┌──

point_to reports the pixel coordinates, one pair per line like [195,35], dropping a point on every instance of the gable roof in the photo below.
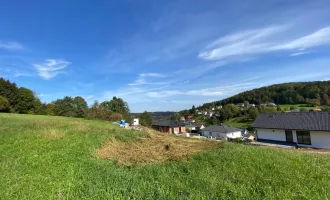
[169,123]
[221,128]
[309,121]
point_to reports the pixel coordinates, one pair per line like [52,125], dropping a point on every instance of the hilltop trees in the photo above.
[315,93]
[23,100]
[4,104]
[80,106]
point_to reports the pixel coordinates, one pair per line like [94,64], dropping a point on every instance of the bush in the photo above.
[4,104]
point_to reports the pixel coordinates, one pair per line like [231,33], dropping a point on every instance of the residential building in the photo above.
[194,128]
[221,132]
[305,129]
[240,105]
[169,126]
[136,122]
[271,104]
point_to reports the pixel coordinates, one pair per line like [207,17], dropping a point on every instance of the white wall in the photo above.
[222,135]
[270,134]
[236,134]
[320,139]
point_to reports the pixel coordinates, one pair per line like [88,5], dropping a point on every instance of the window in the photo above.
[304,137]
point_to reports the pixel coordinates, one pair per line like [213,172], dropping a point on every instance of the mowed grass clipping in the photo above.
[155,148]
[43,157]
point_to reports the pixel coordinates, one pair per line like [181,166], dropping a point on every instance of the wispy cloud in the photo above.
[10,45]
[148,79]
[260,41]
[89,97]
[299,53]
[318,38]
[51,68]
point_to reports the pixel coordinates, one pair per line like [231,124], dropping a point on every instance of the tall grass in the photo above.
[33,166]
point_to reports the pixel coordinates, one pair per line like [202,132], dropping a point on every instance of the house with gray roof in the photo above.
[169,126]
[306,129]
[221,131]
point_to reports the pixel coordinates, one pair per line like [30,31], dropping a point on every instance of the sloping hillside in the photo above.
[317,93]
[44,157]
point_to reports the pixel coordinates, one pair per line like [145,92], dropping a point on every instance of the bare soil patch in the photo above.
[156,148]
[52,134]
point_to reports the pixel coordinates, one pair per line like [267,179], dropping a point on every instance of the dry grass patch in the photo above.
[153,149]
[82,127]
[53,134]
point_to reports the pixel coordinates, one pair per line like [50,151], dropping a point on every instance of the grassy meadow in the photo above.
[43,157]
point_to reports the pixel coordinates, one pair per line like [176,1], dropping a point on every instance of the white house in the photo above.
[221,131]
[195,127]
[305,129]
[136,122]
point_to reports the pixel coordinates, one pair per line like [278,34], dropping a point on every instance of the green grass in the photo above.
[35,164]
[239,122]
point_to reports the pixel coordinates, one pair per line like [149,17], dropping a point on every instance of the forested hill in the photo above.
[316,93]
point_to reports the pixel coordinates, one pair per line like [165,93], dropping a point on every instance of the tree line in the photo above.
[24,101]
[315,93]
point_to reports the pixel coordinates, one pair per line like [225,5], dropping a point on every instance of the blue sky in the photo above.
[162,55]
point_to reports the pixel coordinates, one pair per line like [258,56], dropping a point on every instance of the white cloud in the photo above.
[318,38]
[12,46]
[51,68]
[260,41]
[163,94]
[148,79]
[299,53]
[89,97]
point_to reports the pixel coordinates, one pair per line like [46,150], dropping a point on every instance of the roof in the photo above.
[169,123]
[221,128]
[309,121]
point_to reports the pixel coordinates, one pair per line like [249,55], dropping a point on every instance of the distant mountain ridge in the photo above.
[316,93]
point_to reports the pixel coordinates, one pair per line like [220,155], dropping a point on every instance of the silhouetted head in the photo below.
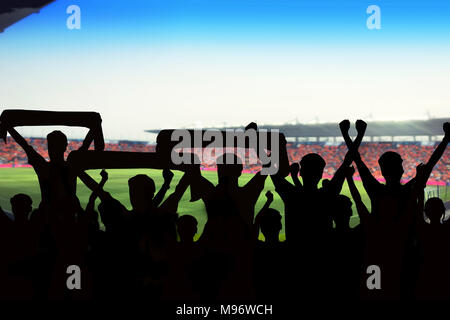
[21,206]
[311,168]
[391,166]
[229,167]
[187,228]
[142,190]
[434,210]
[342,212]
[270,224]
[57,145]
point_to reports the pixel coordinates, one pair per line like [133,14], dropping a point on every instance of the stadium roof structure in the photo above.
[12,11]
[432,127]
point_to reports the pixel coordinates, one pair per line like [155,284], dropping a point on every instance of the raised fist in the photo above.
[446,127]
[251,125]
[104,175]
[360,126]
[349,171]
[294,169]
[269,196]
[167,175]
[344,125]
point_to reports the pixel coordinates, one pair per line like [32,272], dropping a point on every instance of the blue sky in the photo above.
[229,61]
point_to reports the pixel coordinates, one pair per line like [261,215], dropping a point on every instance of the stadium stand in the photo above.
[11,155]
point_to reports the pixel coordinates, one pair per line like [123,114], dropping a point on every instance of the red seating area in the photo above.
[412,153]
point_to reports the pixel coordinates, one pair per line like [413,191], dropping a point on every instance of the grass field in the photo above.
[24,180]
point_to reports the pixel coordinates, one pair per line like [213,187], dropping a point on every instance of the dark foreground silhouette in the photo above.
[60,251]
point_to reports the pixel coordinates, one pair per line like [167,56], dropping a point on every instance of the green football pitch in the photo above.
[24,180]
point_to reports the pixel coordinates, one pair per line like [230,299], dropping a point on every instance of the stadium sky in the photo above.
[146,64]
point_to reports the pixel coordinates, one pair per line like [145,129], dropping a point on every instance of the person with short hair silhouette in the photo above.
[227,238]
[433,281]
[55,180]
[269,255]
[392,236]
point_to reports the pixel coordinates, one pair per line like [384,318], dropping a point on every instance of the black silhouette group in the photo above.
[150,252]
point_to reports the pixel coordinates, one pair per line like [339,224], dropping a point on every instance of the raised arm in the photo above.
[361,209]
[294,169]
[159,197]
[95,193]
[256,225]
[87,141]
[352,155]
[438,152]
[171,203]
[93,185]
[416,199]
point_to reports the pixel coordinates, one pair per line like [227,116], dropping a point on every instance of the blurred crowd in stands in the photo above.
[412,154]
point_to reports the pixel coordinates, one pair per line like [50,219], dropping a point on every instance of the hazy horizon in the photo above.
[192,63]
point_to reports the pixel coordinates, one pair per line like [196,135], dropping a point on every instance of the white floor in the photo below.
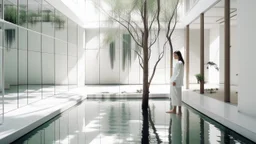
[22,120]
[224,113]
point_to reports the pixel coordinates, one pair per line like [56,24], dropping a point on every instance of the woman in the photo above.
[177,82]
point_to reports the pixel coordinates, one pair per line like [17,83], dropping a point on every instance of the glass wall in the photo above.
[189,4]
[38,50]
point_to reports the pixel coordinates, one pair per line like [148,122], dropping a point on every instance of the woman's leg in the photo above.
[179,95]
[173,95]
[180,112]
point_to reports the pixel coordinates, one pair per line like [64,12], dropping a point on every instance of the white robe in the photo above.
[177,77]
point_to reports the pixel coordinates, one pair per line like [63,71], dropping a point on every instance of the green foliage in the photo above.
[126,51]
[10,14]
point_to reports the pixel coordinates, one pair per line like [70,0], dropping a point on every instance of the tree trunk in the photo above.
[171,63]
[145,77]
[171,56]
[145,36]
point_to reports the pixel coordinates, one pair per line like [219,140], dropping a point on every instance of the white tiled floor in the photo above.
[224,113]
[22,120]
[36,113]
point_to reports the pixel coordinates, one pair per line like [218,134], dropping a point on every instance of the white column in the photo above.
[246,52]
[81,57]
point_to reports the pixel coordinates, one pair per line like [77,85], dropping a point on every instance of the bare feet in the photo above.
[171,111]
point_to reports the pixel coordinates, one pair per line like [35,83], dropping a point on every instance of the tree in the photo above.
[141,19]
[169,14]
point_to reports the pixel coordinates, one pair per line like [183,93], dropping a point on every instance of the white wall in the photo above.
[194,45]
[34,64]
[214,52]
[246,54]
[98,69]
[234,58]
[81,57]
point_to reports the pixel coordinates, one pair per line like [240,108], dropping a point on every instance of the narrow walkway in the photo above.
[223,113]
[23,120]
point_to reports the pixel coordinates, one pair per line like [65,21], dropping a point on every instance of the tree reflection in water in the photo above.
[147,120]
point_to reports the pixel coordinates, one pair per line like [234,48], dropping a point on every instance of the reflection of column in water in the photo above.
[145,127]
[186,116]
[201,131]
[225,139]
[176,129]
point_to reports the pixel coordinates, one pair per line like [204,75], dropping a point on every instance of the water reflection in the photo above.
[114,122]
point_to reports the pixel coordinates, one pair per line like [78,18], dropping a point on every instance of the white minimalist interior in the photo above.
[52,48]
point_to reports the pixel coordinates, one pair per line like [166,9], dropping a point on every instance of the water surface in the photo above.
[123,121]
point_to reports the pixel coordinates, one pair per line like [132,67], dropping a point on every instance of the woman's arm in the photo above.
[175,77]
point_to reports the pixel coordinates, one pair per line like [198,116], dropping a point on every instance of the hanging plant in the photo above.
[10,14]
[210,63]
[126,52]
[59,22]
[9,37]
[47,16]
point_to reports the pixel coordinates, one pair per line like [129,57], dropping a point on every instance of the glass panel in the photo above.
[11,80]
[10,11]
[61,47]
[60,26]
[134,71]
[34,76]
[1,75]
[124,65]
[92,67]
[34,15]
[109,64]
[72,72]
[48,19]
[48,74]
[10,36]
[1,11]
[23,78]
[23,36]
[61,73]
[72,49]
[23,13]
[34,43]
[72,32]
[11,68]
[47,44]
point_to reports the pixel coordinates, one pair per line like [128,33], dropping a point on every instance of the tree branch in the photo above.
[158,23]
[154,70]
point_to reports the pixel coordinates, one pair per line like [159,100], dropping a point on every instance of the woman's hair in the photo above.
[178,53]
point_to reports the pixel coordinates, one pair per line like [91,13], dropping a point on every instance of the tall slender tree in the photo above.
[142,20]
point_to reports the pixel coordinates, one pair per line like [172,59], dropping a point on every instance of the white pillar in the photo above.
[246,52]
[81,57]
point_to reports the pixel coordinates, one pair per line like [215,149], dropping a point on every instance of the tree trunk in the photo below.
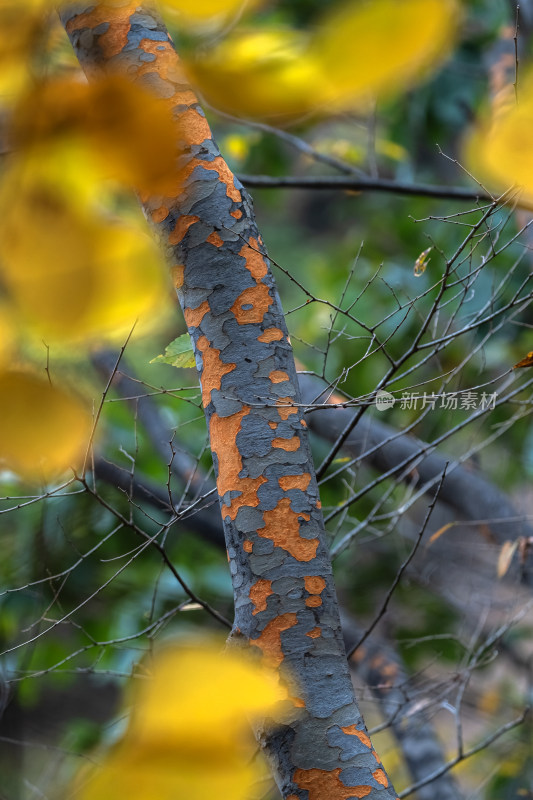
[285,602]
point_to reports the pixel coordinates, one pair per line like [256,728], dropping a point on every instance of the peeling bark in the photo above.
[285,602]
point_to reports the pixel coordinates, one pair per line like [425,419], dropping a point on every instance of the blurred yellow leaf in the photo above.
[131,133]
[205,10]
[375,48]
[212,693]
[70,274]
[370,48]
[21,32]
[268,73]
[189,736]
[499,150]
[43,430]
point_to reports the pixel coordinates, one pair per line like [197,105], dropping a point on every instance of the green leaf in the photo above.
[178,353]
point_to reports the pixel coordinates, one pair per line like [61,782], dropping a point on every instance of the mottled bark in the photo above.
[285,602]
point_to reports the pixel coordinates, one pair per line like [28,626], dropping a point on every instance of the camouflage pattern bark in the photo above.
[285,601]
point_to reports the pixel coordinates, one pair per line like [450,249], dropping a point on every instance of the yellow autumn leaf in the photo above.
[500,150]
[170,774]
[43,430]
[71,274]
[206,10]
[130,133]
[362,49]
[189,735]
[207,710]
[268,73]
[21,32]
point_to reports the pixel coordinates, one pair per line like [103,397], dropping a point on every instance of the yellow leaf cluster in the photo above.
[43,430]
[189,735]
[362,50]
[499,151]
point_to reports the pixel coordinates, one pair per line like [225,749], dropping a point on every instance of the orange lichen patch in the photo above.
[288,482]
[215,239]
[223,434]
[117,19]
[193,317]
[182,226]
[269,641]
[177,275]
[278,376]
[353,731]
[270,335]
[290,445]
[314,584]
[194,128]
[380,777]
[255,261]
[159,214]
[286,407]
[258,298]
[213,370]
[259,593]
[320,784]
[218,165]
[282,526]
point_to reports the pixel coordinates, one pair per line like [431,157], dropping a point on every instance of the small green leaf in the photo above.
[178,353]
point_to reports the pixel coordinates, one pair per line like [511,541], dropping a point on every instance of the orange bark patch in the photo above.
[159,214]
[353,731]
[278,376]
[218,164]
[181,227]
[193,317]
[270,335]
[259,300]
[269,641]
[255,261]
[288,482]
[215,239]
[282,526]
[213,370]
[115,37]
[177,275]
[380,777]
[259,592]
[285,406]
[291,445]
[223,433]
[321,784]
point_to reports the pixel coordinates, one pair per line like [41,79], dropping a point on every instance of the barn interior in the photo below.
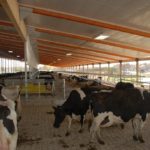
[83,38]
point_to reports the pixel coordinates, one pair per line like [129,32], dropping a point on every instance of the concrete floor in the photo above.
[36,131]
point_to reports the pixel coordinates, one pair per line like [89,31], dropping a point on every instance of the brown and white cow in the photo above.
[124,103]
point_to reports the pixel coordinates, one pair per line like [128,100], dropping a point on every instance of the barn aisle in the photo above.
[36,129]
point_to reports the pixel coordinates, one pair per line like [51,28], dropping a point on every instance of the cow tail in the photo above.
[4,144]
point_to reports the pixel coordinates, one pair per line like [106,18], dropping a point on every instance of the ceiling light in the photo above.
[102,37]
[10,51]
[68,54]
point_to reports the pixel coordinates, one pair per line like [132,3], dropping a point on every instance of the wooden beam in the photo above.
[76,52]
[75,56]
[12,34]
[85,38]
[67,61]
[85,20]
[12,9]
[6,23]
[44,41]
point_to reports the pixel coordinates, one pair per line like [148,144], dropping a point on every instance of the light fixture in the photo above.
[10,51]
[69,54]
[102,37]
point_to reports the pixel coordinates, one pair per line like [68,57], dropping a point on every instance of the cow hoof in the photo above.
[67,134]
[19,118]
[101,142]
[122,126]
[80,131]
[135,138]
[141,140]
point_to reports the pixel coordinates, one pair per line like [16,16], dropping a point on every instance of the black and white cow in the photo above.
[77,103]
[119,106]
[8,119]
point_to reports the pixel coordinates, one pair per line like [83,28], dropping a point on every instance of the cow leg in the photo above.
[81,122]
[95,130]
[13,142]
[134,126]
[69,126]
[140,127]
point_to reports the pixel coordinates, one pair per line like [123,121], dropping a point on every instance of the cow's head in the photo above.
[59,116]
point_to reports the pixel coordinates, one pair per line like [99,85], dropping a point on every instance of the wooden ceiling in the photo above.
[58,28]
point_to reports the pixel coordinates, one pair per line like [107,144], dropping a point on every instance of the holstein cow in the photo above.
[77,103]
[124,103]
[8,120]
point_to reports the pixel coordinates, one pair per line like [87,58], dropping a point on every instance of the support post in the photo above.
[120,71]
[137,70]
[64,83]
[108,71]
[26,73]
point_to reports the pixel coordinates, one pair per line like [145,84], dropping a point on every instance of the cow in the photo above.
[117,107]
[8,118]
[13,93]
[77,103]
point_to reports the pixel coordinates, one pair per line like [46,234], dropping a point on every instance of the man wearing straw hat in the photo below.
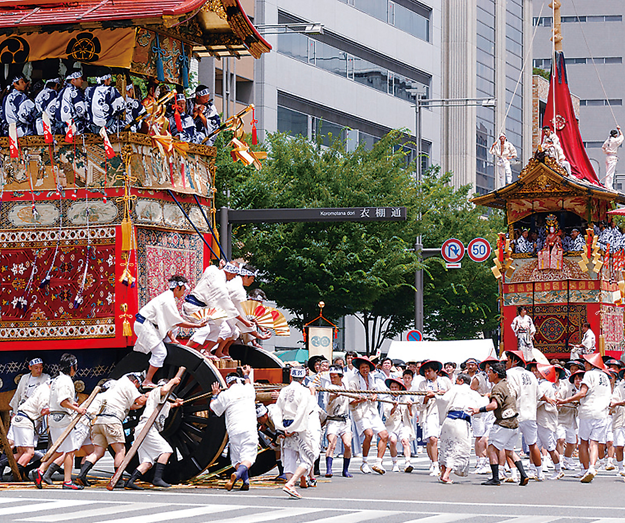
[594,399]
[429,412]
[365,413]
[338,423]
[524,386]
[294,407]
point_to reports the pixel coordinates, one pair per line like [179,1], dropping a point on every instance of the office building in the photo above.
[593,47]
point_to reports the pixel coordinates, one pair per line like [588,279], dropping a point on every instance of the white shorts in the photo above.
[528,429]
[619,437]
[404,433]
[502,438]
[373,422]
[289,460]
[609,435]
[83,434]
[70,444]
[593,429]
[431,426]
[23,437]
[482,424]
[226,330]
[546,439]
[339,428]
[243,447]
[152,446]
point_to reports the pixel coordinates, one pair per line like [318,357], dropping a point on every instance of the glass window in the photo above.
[294,45]
[293,122]
[412,23]
[328,131]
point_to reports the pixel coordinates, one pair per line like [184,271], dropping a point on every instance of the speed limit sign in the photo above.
[479,249]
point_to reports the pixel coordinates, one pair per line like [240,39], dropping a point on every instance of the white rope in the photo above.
[594,63]
[525,60]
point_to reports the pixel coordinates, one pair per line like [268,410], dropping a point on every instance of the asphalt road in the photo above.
[394,497]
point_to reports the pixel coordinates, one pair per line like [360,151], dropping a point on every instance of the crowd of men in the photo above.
[609,234]
[59,104]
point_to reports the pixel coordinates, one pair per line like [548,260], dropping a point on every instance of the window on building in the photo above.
[341,63]
[547,21]
[407,15]
[294,122]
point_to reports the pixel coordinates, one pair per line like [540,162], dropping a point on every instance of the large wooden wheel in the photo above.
[194,432]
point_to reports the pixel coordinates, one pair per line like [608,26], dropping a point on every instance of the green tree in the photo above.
[458,303]
[362,268]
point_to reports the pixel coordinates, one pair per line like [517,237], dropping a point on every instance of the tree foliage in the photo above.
[362,268]
[458,303]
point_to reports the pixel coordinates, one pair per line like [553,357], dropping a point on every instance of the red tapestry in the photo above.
[555,323]
[64,307]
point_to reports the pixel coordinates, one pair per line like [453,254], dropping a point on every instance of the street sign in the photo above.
[414,336]
[452,250]
[479,250]
[335,214]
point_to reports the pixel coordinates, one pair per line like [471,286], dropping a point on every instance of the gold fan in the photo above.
[260,313]
[209,313]
[280,326]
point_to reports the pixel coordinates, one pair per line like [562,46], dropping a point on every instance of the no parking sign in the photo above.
[479,250]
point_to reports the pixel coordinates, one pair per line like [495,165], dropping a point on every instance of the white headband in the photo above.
[231,268]
[174,284]
[298,372]
[230,379]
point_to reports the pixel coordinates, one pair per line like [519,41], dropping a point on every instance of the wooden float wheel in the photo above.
[196,435]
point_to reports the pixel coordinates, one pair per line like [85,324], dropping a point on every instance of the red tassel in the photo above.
[254,134]
[69,134]
[178,120]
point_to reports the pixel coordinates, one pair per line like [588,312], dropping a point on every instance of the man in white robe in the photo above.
[524,330]
[365,413]
[503,151]
[154,323]
[238,403]
[610,148]
[211,291]
[295,405]
[456,434]
[429,418]
[154,450]
[62,408]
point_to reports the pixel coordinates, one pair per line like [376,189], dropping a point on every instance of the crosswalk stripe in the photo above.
[40,507]
[175,514]
[361,515]
[442,518]
[531,519]
[93,513]
[269,515]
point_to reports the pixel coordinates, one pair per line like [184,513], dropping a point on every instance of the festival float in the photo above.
[93,225]
[561,289]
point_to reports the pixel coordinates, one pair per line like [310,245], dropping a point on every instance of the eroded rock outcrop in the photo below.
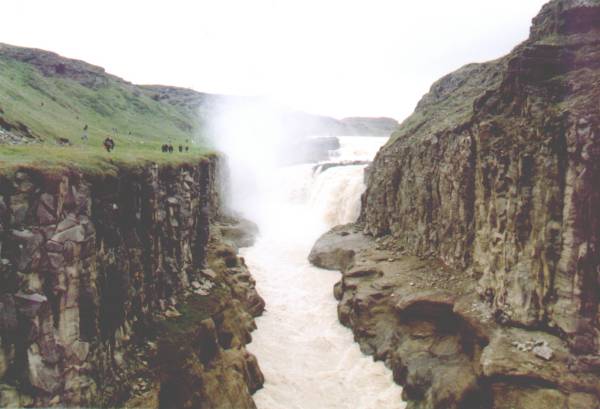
[90,268]
[477,273]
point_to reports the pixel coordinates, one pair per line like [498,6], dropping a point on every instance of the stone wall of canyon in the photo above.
[93,266]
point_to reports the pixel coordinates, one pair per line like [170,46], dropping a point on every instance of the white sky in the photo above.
[333,57]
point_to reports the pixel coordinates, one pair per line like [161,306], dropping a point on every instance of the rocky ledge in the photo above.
[120,290]
[474,269]
[444,343]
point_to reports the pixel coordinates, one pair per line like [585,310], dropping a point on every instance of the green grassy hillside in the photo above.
[46,100]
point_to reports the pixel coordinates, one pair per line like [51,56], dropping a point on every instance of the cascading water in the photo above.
[310,361]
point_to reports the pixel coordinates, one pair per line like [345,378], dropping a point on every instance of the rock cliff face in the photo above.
[92,266]
[496,175]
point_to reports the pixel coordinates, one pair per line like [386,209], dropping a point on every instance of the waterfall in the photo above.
[310,361]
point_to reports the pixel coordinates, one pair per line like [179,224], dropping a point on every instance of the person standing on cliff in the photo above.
[109,144]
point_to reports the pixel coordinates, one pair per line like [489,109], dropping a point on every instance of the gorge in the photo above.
[290,260]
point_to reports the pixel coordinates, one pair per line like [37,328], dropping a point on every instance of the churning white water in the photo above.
[309,360]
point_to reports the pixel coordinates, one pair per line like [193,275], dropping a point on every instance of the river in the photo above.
[309,359]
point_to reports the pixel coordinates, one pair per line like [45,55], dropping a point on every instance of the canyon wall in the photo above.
[474,268]
[498,170]
[97,269]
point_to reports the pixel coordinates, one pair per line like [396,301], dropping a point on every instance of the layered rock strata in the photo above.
[90,267]
[493,185]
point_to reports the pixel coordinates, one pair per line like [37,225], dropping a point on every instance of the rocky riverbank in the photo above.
[120,288]
[473,270]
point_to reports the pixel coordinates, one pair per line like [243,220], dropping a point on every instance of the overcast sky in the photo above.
[334,57]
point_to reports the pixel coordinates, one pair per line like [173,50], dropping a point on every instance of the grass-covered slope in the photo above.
[46,100]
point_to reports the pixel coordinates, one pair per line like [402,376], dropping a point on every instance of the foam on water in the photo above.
[309,359]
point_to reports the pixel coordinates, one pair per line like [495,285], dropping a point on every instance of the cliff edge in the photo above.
[473,269]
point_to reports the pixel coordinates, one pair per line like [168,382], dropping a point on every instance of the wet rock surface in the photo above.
[441,340]
[93,267]
[473,269]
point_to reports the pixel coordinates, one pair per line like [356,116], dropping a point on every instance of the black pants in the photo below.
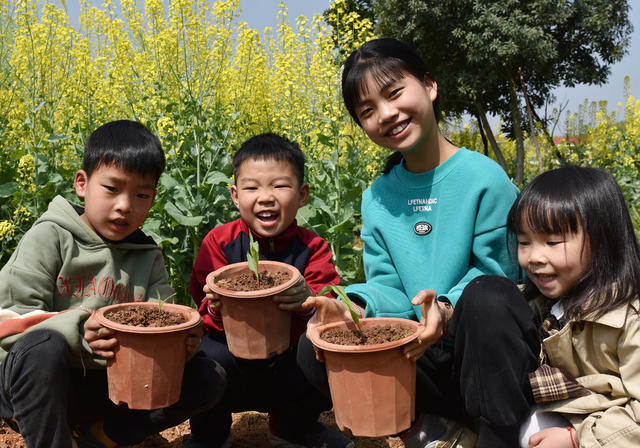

└──

Count the lines in the entries above that contain the word "interior". Reply with the number alone.

The response - 2